Coming from Data Lakes / Apache Iceberg

How it works

Fluree maps Iceberg tables as read-only graph sources. Once mapped, they participate in SPARQL and JSON-LD queries alongside ledger data. Fluree reads Parquet files through Iceberg's metadata layer, pushing filters down for partition pruning and column projection.

The iceberg feature flag must be compiled in.

Catalog modes

REST catalog

Connects to an Iceberg REST catalog API (Apache Polaris, Tabular, AWS Glue, etc.):

fluree iceberg map warehouse-orders \
  --catalog-uri https://polaris.example.com/api/catalog \
  --table sales.orders \
  --r2rml mappings/orders.ttl \
  --warehouse my-warehouse \
  --auth-bearer $POLARIS_TOKEN

Supports vended credentials (enabled by default) and warehouse selection.
_ _ _
Carry on the documentation about mapping Apache Iceberg tables into Fluree, picking up right after its last sentence.
_ _ _
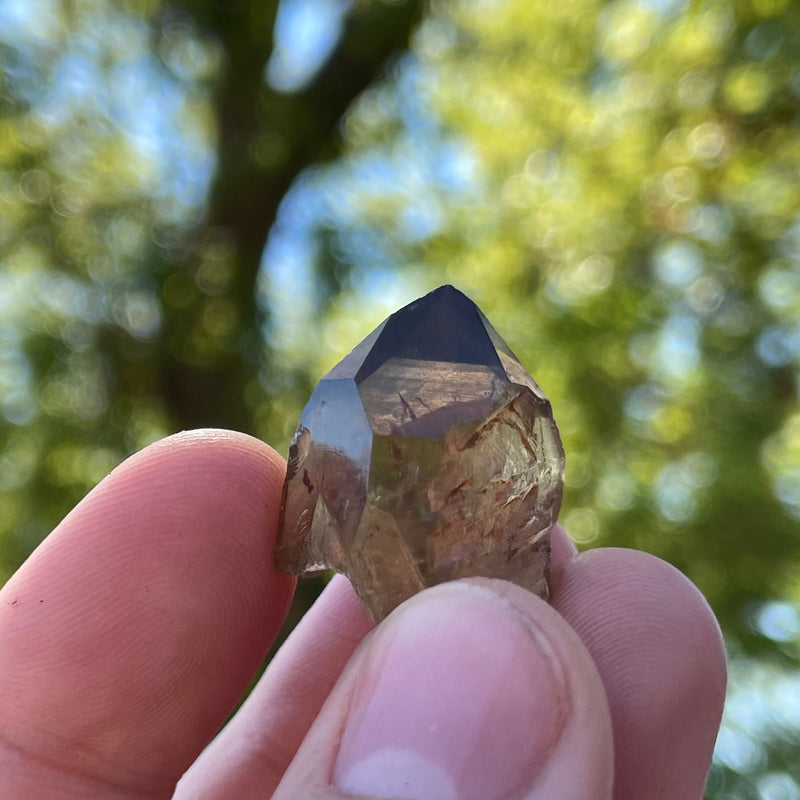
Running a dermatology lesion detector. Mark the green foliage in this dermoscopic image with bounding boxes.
[0,0,800,800]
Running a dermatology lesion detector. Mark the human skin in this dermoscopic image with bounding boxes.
[0,430,725,800]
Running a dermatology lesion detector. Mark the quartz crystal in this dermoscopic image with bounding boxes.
[277,286,564,621]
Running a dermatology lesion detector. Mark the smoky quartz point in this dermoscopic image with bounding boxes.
[277,286,564,621]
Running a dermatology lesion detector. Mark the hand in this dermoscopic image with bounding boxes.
[0,431,725,800]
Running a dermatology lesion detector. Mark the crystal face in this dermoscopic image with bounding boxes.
[277,286,564,621]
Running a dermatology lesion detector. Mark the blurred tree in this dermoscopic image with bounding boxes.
[0,0,800,800]
[0,0,420,575]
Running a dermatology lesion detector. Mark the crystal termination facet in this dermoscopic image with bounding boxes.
[277,286,564,621]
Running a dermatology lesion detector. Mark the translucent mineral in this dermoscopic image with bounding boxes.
[277,286,564,621]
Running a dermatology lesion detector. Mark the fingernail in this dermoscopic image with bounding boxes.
[333,582,569,800]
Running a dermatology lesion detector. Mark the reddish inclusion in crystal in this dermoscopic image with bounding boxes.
[277,286,564,621]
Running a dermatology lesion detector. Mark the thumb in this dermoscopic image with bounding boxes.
[273,579,613,800]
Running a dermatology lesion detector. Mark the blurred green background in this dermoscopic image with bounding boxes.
[0,0,800,800]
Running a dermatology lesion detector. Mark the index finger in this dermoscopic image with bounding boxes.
[0,431,294,799]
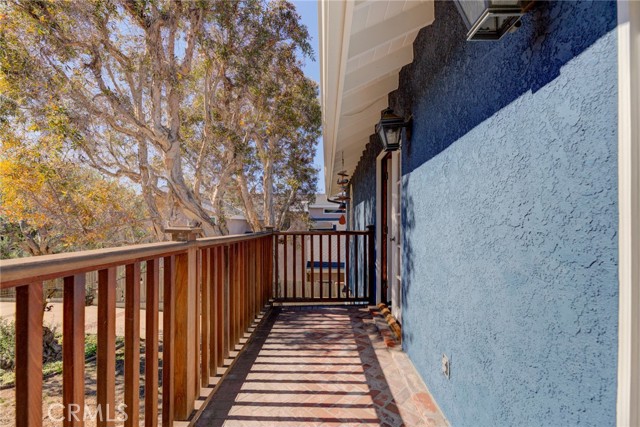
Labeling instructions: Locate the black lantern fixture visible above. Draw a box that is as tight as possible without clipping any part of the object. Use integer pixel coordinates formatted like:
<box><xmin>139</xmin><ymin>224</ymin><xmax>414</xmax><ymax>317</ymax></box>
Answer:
<box><xmin>455</xmin><ymin>0</ymin><xmax>533</xmax><ymax>40</ymax></box>
<box><xmin>376</xmin><ymin>108</ymin><xmax>411</xmax><ymax>151</ymax></box>
<box><xmin>327</xmin><ymin>152</ymin><xmax>351</xmax><ymax>214</ymax></box>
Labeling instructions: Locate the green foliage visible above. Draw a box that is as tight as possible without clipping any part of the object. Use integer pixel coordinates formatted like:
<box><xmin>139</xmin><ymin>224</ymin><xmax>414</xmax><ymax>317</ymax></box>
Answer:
<box><xmin>0</xmin><ymin>0</ymin><xmax>321</xmax><ymax>236</ymax></box>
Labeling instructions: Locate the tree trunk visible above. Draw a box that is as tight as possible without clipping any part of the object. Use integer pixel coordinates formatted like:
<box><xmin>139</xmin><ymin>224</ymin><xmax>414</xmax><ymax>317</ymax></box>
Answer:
<box><xmin>236</xmin><ymin>170</ymin><xmax>262</xmax><ymax>232</ymax></box>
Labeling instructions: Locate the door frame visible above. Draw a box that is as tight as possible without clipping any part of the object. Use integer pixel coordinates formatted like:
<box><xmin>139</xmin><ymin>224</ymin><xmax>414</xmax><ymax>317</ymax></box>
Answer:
<box><xmin>616</xmin><ymin>0</ymin><xmax>640</xmax><ymax>427</ymax></box>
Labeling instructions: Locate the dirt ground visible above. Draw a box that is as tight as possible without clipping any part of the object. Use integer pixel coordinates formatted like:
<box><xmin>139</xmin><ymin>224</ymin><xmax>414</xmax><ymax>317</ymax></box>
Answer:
<box><xmin>0</xmin><ymin>344</ymin><xmax>162</xmax><ymax>427</ymax></box>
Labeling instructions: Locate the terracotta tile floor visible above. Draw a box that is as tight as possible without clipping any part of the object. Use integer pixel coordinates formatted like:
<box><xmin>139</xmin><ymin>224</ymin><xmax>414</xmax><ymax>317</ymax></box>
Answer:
<box><xmin>196</xmin><ymin>307</ymin><xmax>447</xmax><ymax>427</ymax></box>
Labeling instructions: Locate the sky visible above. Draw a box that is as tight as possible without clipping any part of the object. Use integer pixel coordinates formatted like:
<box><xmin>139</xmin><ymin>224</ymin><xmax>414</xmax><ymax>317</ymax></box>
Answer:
<box><xmin>293</xmin><ymin>0</ymin><xmax>324</xmax><ymax>193</ymax></box>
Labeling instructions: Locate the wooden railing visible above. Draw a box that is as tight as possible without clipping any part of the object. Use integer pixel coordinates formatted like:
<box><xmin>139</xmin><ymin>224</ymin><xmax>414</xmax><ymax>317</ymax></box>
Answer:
<box><xmin>274</xmin><ymin>226</ymin><xmax>375</xmax><ymax>304</ymax></box>
<box><xmin>0</xmin><ymin>227</ymin><xmax>374</xmax><ymax>427</ymax></box>
<box><xmin>0</xmin><ymin>232</ymin><xmax>274</xmax><ymax>427</ymax></box>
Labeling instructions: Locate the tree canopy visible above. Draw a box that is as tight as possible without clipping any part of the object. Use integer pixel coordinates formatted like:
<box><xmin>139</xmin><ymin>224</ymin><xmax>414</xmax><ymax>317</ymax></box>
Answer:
<box><xmin>0</xmin><ymin>0</ymin><xmax>321</xmax><ymax>238</ymax></box>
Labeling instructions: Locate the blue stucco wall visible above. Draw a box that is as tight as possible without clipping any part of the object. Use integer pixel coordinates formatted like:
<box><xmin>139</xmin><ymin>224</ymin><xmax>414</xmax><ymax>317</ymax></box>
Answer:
<box><xmin>353</xmin><ymin>1</ymin><xmax>618</xmax><ymax>427</ymax></box>
<box><xmin>349</xmin><ymin>135</ymin><xmax>382</xmax><ymax>230</ymax></box>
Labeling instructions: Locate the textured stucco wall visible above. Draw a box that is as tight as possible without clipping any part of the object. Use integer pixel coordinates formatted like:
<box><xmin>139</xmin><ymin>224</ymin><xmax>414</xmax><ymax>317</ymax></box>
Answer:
<box><xmin>350</xmin><ymin>135</ymin><xmax>382</xmax><ymax>230</ymax></box>
<box><xmin>354</xmin><ymin>1</ymin><xmax>618</xmax><ymax>427</ymax></box>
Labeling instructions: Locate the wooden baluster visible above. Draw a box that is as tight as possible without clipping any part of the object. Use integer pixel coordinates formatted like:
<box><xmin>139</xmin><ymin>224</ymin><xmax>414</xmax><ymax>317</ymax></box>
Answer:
<box><xmin>328</xmin><ymin>234</ymin><xmax>333</xmax><ymax>298</ymax></box>
<box><xmin>15</xmin><ymin>282</ymin><xmax>43</xmax><ymax>427</ymax></box>
<box><xmin>174</xmin><ymin>247</ymin><xmax>198</xmax><ymax>421</ymax></box>
<box><xmin>344</xmin><ymin>234</ymin><xmax>351</xmax><ymax>298</ymax></box>
<box><xmin>207</xmin><ymin>247</ymin><xmax>219</xmax><ymax>377</ymax></box>
<box><xmin>214</xmin><ymin>246</ymin><xmax>225</xmax><ymax>368</ymax></box>
<box><xmin>336</xmin><ymin>232</ymin><xmax>342</xmax><ymax>298</ymax></box>
<box><xmin>124</xmin><ymin>262</ymin><xmax>140</xmax><ymax>427</ymax></box>
<box><xmin>291</xmin><ymin>234</ymin><xmax>298</xmax><ymax>298</ymax></box>
<box><xmin>271</xmin><ymin>234</ymin><xmax>282</xmax><ymax>298</ymax></box>
<box><xmin>353</xmin><ymin>234</ymin><xmax>360</xmax><ymax>298</ymax></box>
<box><xmin>96</xmin><ymin>267</ymin><xmax>117</xmax><ymax>427</ymax></box>
<box><xmin>309</xmin><ymin>234</ymin><xmax>316</xmax><ymax>299</ymax></box>
<box><xmin>191</xmin><ymin>248</ymin><xmax>202</xmax><ymax>401</ymax></box>
<box><xmin>62</xmin><ymin>274</ymin><xmax>85</xmax><ymax>427</ymax></box>
<box><xmin>367</xmin><ymin>225</ymin><xmax>376</xmax><ymax>305</ymax></box>
<box><xmin>318</xmin><ymin>234</ymin><xmax>324</xmax><ymax>299</ymax></box>
<box><xmin>162</xmin><ymin>256</ymin><xmax>176</xmax><ymax>427</ymax></box>
<box><xmin>242</xmin><ymin>242</ymin><xmax>251</xmax><ymax>336</ymax></box>
<box><xmin>144</xmin><ymin>258</ymin><xmax>160</xmax><ymax>427</ymax></box>
<box><xmin>196</xmin><ymin>249</ymin><xmax>211</xmax><ymax>387</ymax></box>
<box><xmin>250</xmin><ymin>240</ymin><xmax>260</xmax><ymax>323</ymax></box>
<box><xmin>229</xmin><ymin>244</ymin><xmax>239</xmax><ymax>351</ymax></box>
<box><xmin>251</xmin><ymin>239</ymin><xmax>263</xmax><ymax>323</ymax></box>
<box><xmin>222</xmin><ymin>246</ymin><xmax>232</xmax><ymax>358</ymax></box>
<box><xmin>238</xmin><ymin>242</ymin><xmax>247</xmax><ymax>338</ymax></box>
<box><xmin>282</xmin><ymin>234</ymin><xmax>289</xmax><ymax>299</ymax></box>
<box><xmin>300</xmin><ymin>234</ymin><xmax>307</xmax><ymax>298</ymax></box>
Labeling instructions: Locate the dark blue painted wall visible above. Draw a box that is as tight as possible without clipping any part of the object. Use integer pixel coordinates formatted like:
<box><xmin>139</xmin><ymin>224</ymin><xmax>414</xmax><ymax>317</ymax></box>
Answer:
<box><xmin>352</xmin><ymin>1</ymin><xmax>618</xmax><ymax>427</ymax></box>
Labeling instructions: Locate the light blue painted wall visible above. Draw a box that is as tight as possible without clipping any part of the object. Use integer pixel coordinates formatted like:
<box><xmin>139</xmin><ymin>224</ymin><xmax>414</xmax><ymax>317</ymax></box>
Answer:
<box><xmin>353</xmin><ymin>1</ymin><xmax>618</xmax><ymax>427</ymax></box>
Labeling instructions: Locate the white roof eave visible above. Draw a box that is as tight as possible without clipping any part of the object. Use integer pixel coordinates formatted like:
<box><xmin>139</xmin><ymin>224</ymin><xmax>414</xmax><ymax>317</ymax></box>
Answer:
<box><xmin>318</xmin><ymin>0</ymin><xmax>434</xmax><ymax>195</ymax></box>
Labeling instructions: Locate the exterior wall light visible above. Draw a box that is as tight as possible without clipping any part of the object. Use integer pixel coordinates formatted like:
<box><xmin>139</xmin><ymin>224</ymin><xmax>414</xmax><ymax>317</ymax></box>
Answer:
<box><xmin>376</xmin><ymin>108</ymin><xmax>411</xmax><ymax>151</ymax></box>
<box><xmin>455</xmin><ymin>0</ymin><xmax>533</xmax><ymax>40</ymax></box>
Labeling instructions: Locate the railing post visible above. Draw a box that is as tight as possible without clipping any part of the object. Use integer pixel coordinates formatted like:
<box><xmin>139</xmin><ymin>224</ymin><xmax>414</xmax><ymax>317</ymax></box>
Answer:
<box><xmin>367</xmin><ymin>225</ymin><xmax>376</xmax><ymax>305</ymax></box>
<box><xmin>124</xmin><ymin>262</ymin><xmax>140</xmax><ymax>427</ymax></box>
<box><xmin>165</xmin><ymin>227</ymin><xmax>199</xmax><ymax>421</ymax></box>
<box><xmin>15</xmin><ymin>283</ymin><xmax>43</xmax><ymax>427</ymax></box>
<box><xmin>62</xmin><ymin>274</ymin><xmax>85</xmax><ymax>427</ymax></box>
<box><xmin>162</xmin><ymin>256</ymin><xmax>176</xmax><ymax>427</ymax></box>
<box><xmin>96</xmin><ymin>267</ymin><xmax>116</xmax><ymax>427</ymax></box>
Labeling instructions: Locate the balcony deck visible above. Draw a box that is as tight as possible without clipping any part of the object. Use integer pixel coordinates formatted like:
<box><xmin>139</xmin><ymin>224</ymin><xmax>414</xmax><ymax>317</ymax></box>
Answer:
<box><xmin>196</xmin><ymin>307</ymin><xmax>447</xmax><ymax>427</ymax></box>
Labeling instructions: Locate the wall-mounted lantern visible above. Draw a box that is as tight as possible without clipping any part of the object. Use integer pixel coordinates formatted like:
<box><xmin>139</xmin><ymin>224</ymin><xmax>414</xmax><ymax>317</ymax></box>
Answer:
<box><xmin>455</xmin><ymin>0</ymin><xmax>533</xmax><ymax>40</ymax></box>
<box><xmin>376</xmin><ymin>108</ymin><xmax>411</xmax><ymax>151</ymax></box>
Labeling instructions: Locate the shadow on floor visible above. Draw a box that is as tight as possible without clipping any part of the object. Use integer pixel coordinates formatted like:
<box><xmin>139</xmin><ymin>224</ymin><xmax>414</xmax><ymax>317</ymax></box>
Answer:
<box><xmin>196</xmin><ymin>307</ymin><xmax>413</xmax><ymax>427</ymax></box>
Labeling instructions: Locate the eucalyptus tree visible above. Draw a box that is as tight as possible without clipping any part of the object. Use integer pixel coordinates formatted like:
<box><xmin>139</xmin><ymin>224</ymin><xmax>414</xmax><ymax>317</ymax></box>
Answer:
<box><xmin>0</xmin><ymin>0</ymin><xmax>320</xmax><ymax>236</ymax></box>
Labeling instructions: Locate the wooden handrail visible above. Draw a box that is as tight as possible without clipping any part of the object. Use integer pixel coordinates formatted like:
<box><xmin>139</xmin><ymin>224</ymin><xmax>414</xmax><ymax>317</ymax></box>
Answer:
<box><xmin>0</xmin><ymin>228</ymin><xmax>374</xmax><ymax>427</ymax></box>
<box><xmin>0</xmin><ymin>232</ymin><xmax>271</xmax><ymax>289</ymax></box>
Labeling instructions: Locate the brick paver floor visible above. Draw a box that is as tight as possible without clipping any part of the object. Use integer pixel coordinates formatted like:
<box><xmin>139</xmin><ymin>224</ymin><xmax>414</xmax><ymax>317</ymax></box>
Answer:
<box><xmin>196</xmin><ymin>307</ymin><xmax>447</xmax><ymax>427</ymax></box>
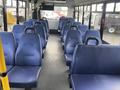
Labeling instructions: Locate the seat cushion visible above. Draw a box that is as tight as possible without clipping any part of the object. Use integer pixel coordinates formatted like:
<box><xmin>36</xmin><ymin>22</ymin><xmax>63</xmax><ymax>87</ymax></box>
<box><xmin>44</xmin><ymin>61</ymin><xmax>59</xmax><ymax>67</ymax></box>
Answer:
<box><xmin>71</xmin><ymin>74</ymin><xmax>120</xmax><ymax>90</ymax></box>
<box><xmin>8</xmin><ymin>66</ymin><xmax>41</xmax><ymax>88</ymax></box>
<box><xmin>7</xmin><ymin>65</ymin><xmax>13</xmax><ymax>72</ymax></box>
<box><xmin>65</xmin><ymin>54</ymin><xmax>73</xmax><ymax>66</ymax></box>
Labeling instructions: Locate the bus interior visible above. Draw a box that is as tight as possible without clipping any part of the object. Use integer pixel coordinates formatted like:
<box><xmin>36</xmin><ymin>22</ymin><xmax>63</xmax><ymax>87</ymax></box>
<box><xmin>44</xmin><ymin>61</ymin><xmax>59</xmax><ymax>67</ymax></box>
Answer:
<box><xmin>0</xmin><ymin>0</ymin><xmax>120</xmax><ymax>90</ymax></box>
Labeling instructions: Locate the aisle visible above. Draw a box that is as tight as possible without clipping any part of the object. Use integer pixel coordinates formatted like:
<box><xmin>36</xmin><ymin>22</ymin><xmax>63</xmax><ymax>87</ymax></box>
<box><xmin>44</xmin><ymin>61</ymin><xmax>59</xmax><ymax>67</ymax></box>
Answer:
<box><xmin>11</xmin><ymin>35</ymin><xmax>71</xmax><ymax>90</ymax></box>
<box><xmin>35</xmin><ymin>35</ymin><xmax>71</xmax><ymax>90</ymax></box>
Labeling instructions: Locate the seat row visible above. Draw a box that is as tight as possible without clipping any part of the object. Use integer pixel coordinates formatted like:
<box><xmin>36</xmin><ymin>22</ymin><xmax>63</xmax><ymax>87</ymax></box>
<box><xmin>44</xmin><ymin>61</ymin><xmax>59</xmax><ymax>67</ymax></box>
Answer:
<box><xmin>58</xmin><ymin>16</ymin><xmax>120</xmax><ymax>90</ymax></box>
<box><xmin>60</xmin><ymin>18</ymin><xmax>102</xmax><ymax>67</ymax></box>
<box><xmin>0</xmin><ymin>18</ymin><xmax>49</xmax><ymax>90</ymax></box>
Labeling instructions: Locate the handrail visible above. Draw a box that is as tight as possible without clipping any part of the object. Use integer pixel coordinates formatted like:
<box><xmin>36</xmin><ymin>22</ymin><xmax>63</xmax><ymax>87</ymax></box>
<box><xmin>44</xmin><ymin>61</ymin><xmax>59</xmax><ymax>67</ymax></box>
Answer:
<box><xmin>0</xmin><ymin>40</ymin><xmax>10</xmax><ymax>90</ymax></box>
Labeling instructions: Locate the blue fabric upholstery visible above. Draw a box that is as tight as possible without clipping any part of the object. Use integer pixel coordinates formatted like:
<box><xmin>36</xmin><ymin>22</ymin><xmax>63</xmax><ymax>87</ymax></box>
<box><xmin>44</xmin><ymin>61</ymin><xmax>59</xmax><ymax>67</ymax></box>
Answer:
<box><xmin>24</xmin><ymin>19</ymin><xmax>37</xmax><ymax>27</ymax></box>
<box><xmin>73</xmin><ymin>22</ymin><xmax>81</xmax><ymax>28</ymax></box>
<box><xmin>84</xmin><ymin>30</ymin><xmax>102</xmax><ymax>45</ymax></box>
<box><xmin>38</xmin><ymin>20</ymin><xmax>49</xmax><ymax>40</ymax></box>
<box><xmin>64</xmin><ymin>30</ymin><xmax>82</xmax><ymax>66</ymax></box>
<box><xmin>35</xmin><ymin>22</ymin><xmax>47</xmax><ymax>49</ymax></box>
<box><xmin>8</xmin><ymin>66</ymin><xmax>41</xmax><ymax>88</ymax></box>
<box><xmin>15</xmin><ymin>33</ymin><xmax>42</xmax><ymax>66</ymax></box>
<box><xmin>8</xmin><ymin>32</ymin><xmax>42</xmax><ymax>88</ymax></box>
<box><xmin>78</xmin><ymin>25</ymin><xmax>89</xmax><ymax>41</ymax></box>
<box><xmin>12</xmin><ymin>24</ymin><xmax>25</xmax><ymax>45</ymax></box>
<box><xmin>6</xmin><ymin>65</ymin><xmax>14</xmax><ymax>72</ymax></box>
<box><xmin>71</xmin><ymin>74</ymin><xmax>120</xmax><ymax>90</ymax></box>
<box><xmin>61</xmin><ymin>22</ymin><xmax>72</xmax><ymax>42</ymax></box>
<box><xmin>58</xmin><ymin>16</ymin><xmax>65</xmax><ymax>30</ymax></box>
<box><xmin>71</xmin><ymin>45</ymin><xmax>120</xmax><ymax>90</ymax></box>
<box><xmin>0</xmin><ymin>32</ymin><xmax>16</xmax><ymax>71</ymax></box>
_ _ _
Answer =>
Direct S3

Reads table metadata directly from S3 — no catalog server:

fluree iceberg map execution-log \
  --mode direct \
  --table-location s3://my-bucket/warehouse/logs/execution_log \
  --r2rml mappings/execution_log.ttl \
  --s3-region us-east-1

Fluree reads {table_location}/metadata/version-hint.text to find the current metadata file, then loads it. The file may contain a bare filename (00001-abc.metadata.json) or a full S3 path.

Requirements:

The table must be a valid Iceberg layout (created by Spark, iceberg-rust, Flink, etc.)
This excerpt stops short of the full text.